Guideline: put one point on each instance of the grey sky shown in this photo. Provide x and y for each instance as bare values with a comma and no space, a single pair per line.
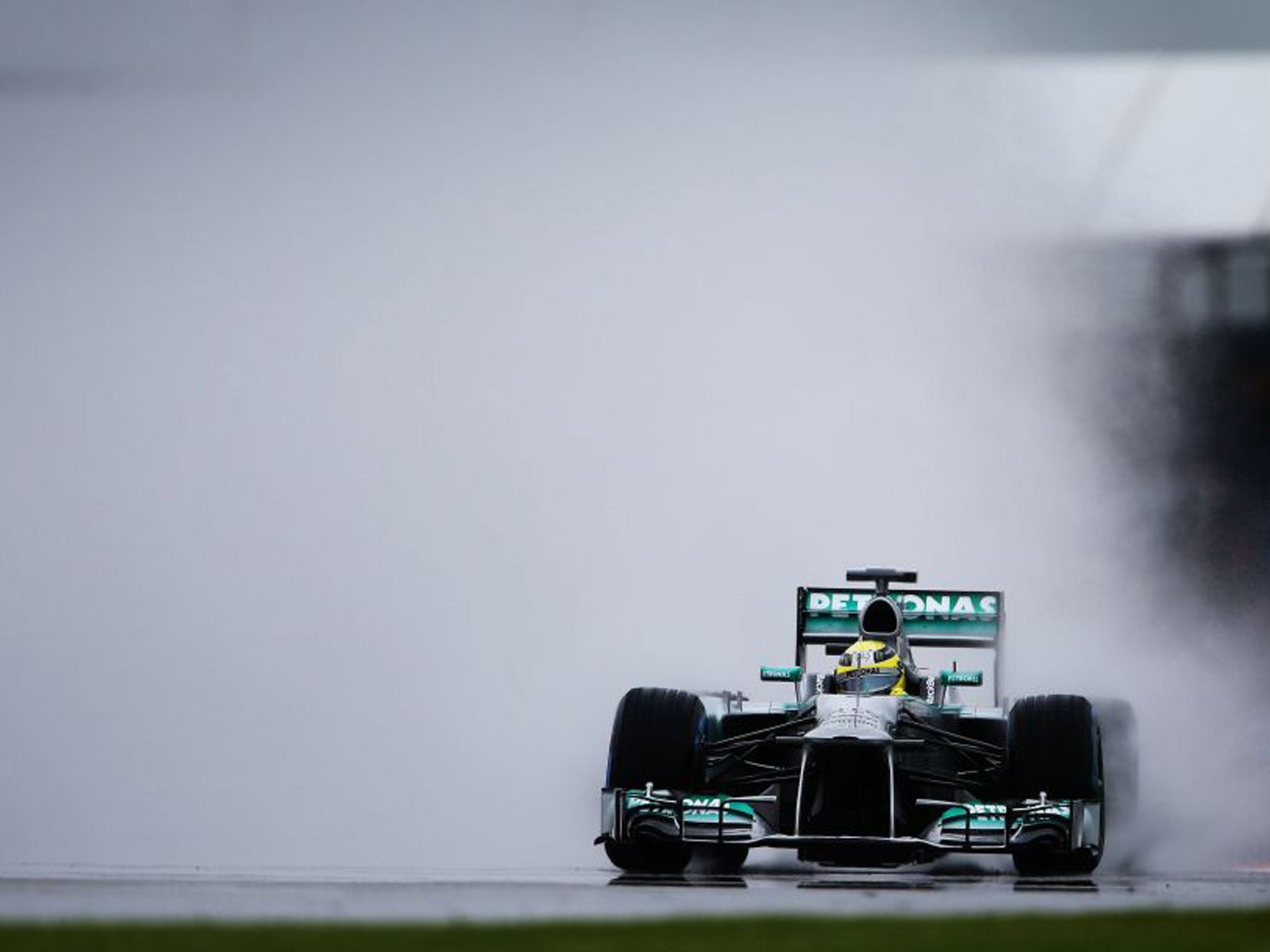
385,389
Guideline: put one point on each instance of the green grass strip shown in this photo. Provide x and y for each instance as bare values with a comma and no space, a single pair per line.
1100,932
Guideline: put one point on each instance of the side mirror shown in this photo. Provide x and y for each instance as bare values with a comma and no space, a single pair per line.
770,673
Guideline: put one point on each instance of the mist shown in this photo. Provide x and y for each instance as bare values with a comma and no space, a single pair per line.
389,391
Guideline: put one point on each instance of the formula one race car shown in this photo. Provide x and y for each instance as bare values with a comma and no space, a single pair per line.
878,762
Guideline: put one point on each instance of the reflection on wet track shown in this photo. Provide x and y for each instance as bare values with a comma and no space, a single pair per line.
40,892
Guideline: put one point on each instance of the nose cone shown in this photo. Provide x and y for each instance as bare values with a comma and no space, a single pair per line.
881,619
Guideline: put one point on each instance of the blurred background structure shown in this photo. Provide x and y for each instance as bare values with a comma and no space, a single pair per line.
385,387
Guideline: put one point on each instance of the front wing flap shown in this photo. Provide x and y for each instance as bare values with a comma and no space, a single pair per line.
718,818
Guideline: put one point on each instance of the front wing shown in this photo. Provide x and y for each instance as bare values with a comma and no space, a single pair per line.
974,827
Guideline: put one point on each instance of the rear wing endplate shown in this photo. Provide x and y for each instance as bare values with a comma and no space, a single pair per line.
933,619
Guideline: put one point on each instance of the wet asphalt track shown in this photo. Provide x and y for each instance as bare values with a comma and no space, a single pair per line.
587,894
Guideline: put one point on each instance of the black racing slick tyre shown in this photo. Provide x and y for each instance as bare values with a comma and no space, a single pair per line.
1054,747
658,738
1119,729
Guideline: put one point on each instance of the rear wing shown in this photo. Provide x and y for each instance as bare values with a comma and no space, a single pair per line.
933,619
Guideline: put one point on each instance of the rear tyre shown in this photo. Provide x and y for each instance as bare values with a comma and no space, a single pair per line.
649,856
1054,747
658,738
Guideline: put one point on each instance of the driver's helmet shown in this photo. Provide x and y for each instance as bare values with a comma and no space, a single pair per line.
870,668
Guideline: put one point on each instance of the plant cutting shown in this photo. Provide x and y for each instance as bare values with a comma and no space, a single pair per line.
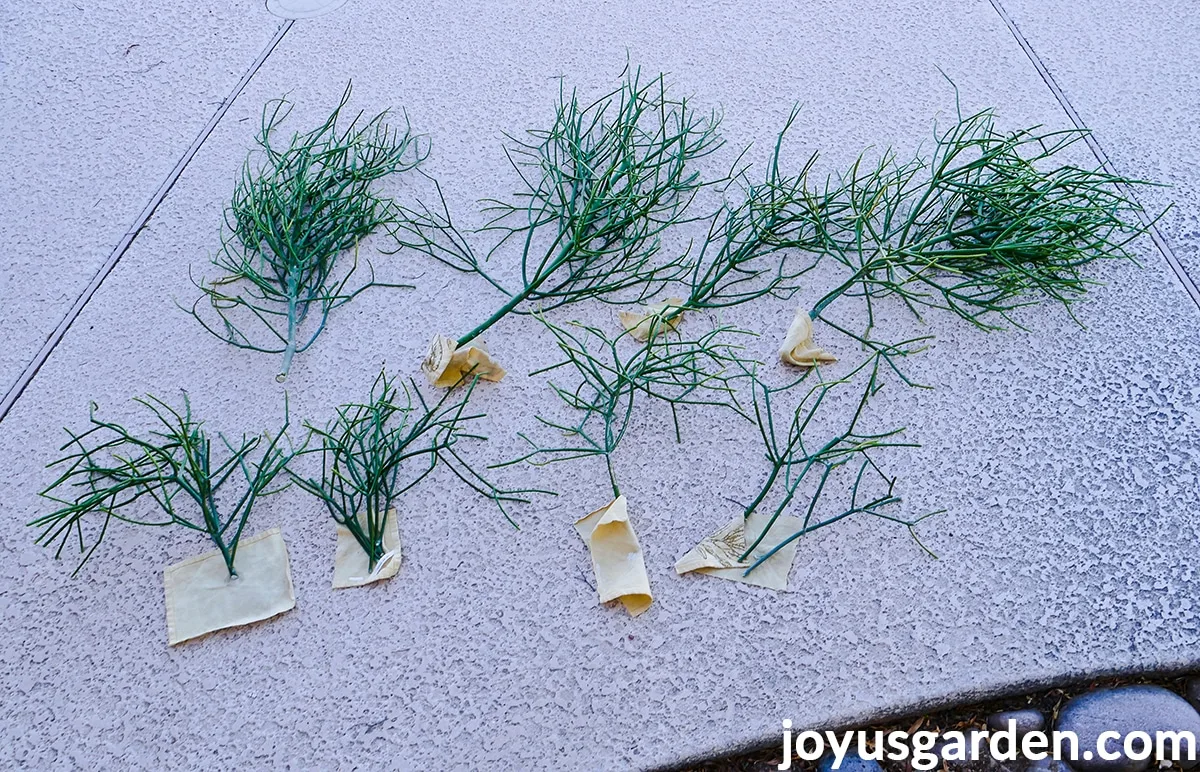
372,454
175,470
298,211
599,187
991,222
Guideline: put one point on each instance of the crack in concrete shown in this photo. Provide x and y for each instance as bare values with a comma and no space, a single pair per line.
1093,144
139,223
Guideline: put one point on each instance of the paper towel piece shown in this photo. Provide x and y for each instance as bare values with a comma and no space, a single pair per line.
640,324
616,556
447,364
202,597
798,347
352,567
718,555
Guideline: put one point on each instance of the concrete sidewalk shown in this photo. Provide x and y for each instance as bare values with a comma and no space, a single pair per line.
1066,456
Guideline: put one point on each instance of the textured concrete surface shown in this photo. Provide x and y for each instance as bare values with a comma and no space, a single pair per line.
1132,71
1066,456
99,100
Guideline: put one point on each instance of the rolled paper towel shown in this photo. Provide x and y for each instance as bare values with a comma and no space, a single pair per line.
798,347
616,556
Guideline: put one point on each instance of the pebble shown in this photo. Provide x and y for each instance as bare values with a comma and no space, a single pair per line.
1027,720
1125,710
852,762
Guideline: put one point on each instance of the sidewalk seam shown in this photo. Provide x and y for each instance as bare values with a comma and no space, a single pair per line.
1181,274
130,235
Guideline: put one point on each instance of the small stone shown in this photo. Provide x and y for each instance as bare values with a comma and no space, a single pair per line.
852,762
1027,720
1125,710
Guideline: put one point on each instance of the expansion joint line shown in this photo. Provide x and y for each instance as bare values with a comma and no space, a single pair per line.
1156,235
123,246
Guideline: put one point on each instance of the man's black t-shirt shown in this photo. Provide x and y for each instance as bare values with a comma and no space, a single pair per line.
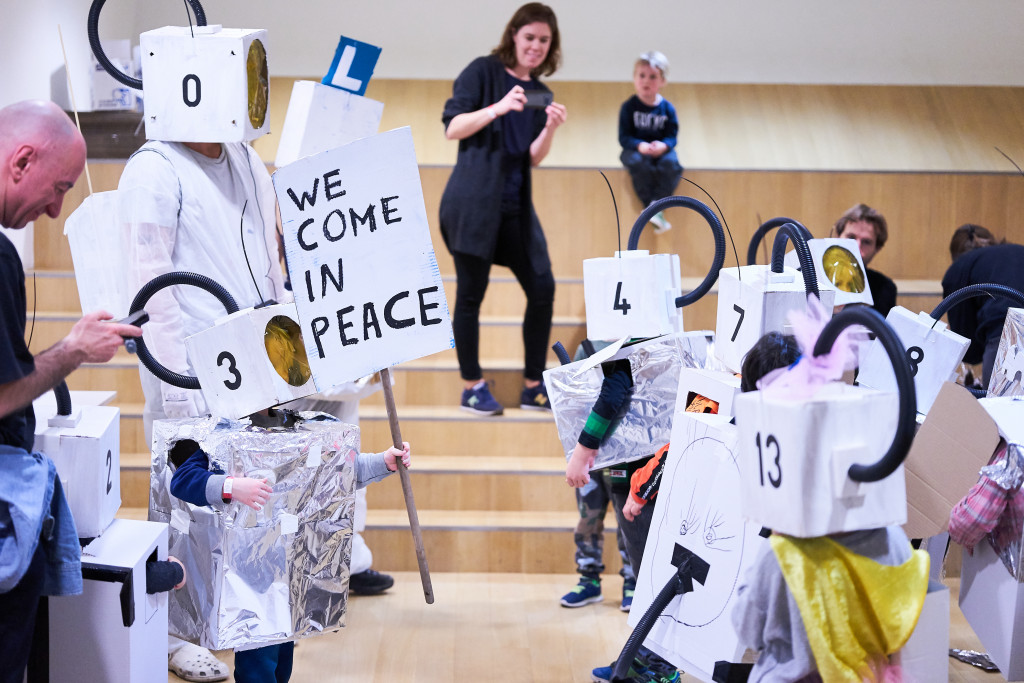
18,428
981,318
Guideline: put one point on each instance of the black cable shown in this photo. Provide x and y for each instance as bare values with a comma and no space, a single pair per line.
619,229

#### Problem to work on
Apart from the pictures, restate all of the listing above exactly.

#### Solution for this exercise
Guideline: put one point on each instance of the grey sky shown in this photo. Provide x and y for each instance as bare values with a comma and no space, a single pair per line.
385,389
Guideline: put one point on each instance of the green grass strip shown in this photo. Provide x and y for each instance as bare values with a comma and no space, a single pair per line.
1100,932
Guideline: put one point on each instance of the side mirror shown in this photo. Provide x and y for each instance as bare values with a comma and no space, a single pair per line.
770,673
Guideline: put one point on each instance of the mist shown in this photo. Provide x and y for each instance as bare values with a comma and no space, a single pair per line.
389,391
Guideline: put one point on each instance of the formula one race car shown in this photo. Provide x and y for each instance as bare values with a comma and no space, a single pair per line.
878,762
Guideline: put one point on each instance of the reflection on wet track shown in this photo. Provide x and y for each instance as bare values with a comma and no space, a single pair per line.
40,892
Guideline: put one point on each instance of the nose cone shown in this photo. Provide x and y for each instance as bare values with a comma and no space, a single pair per line.
881,619
Guideline: put one point on each instance of the blurred background structure shown in this photo. Provide x and y for each instance as bare values with a comma and no space, a single pair per line.
385,387
Guideline: put one point on each instance of the front wing flap shown in this photo. Provide x and y for each instance as bare values with a comma and no space, a single pair per line.
718,818
Guideline: put one point on each instance of the front wing shown in this photo. Provide x and y for each instance as bare values with a comma and no space, a single pair per line.
974,827
Guideline: put one point on each instance of the rear wing endplate shown in this photo. Provide x and y for each instance as bare values with a comma and no space, a single pair per line.
933,619
Guideline: put one point on each instance of the wet asphalt track shown in this photo. Provide x and y for each instance as bare values with a comma and no space, a single pair per line.
587,894
Guideline: put one point on each instance of the black racing slick tyre shown in this photo. Provide x and y for each instance as bare values with a comma and no space, a single pair per line.
1054,747
658,738
1119,729
Guideline: put one point on each instance of the rear wing shown in this photo. Provide x and y for each instance as bare values with a comma and no space, a single pair per line.
933,619
Guideline: put one point on each instance of the rear tyre shown in this photo. Provide x and y for each instance as bare values with a comma and no space, a single pair per line.
649,856
1054,747
658,738
Guideline: put one point on each instance of the driver's helmet shown in this photo. Provide x and y for each instance as bare values with a comma and no space, a single pair per line.
870,668
Guideline: put one point on each instance of the plant cutting shown in this photo. Provide x and y for each instance as bare values with a comma and no space, a single pair per line.
372,454
175,470
298,211
599,187
991,222
Guideline: put one point on each instance of the crack in concrete shown in this photo. Provide x and y for each instance as bare values with a comma and no space, a single pair per line.
1093,144
139,223
Guideline: put one point on each instance of the paper towel piece shown in this photo. Provide x and y for each instance as bare values with a comma and no space, a single pair per line.
640,324
616,556
447,364
202,597
798,347
352,567
718,555
Guideline: put one point on each instance of the concrete sidewalk shown in this photo. Provide x and y for each instance as bare values with a comma and no space, a single pair per line.
1066,456
Guideline: put one point on each instance of the textured concrete surface shown in this photo. Provide x and y for each instance as bare values with a comma and no space, a single pair per line.
1132,71
1066,456
99,100
Guideline: put one point on each instance of the rolled paper towel shown in this photo. Provide x and y for each instance as bare values with a comma and no space, a single pair per line.
798,347
616,556
Guideline: put one point on each instance of the pebble shown in this photo. Provide x and y for each instance as bare values with a comma and no space, a single pair per line.
1027,720
1125,710
852,762
Guideline: put one point on each instance of the sidewalk seam shown in this photo. Provide x and y for each instance as bare values with a comma and no space, a single pair per line.
1181,274
130,235
Guideline: put one point on each instance of the small stone shown in this photo. Provide x and y for each instance as bare values with a comma and no space, a single pair per line.
852,762
1027,720
1125,710
Guideline: put one point on each instance of the expansion joint line shown in this photo. Provide x and y for each instance as bare values with a comma and no space, a single pair per line.
1156,235
123,246
Guideline: put one point on each instance of the man's black t-shirt shown in this photo. Provide x and y for each instance as bare values with a comma and no space, a single pair per line.
18,428
981,318
Guideline: put one point on each instance of the black cable shown in this photo. Provide x and y for each instance as bare values with a comma and no space, a single pair per line.
619,229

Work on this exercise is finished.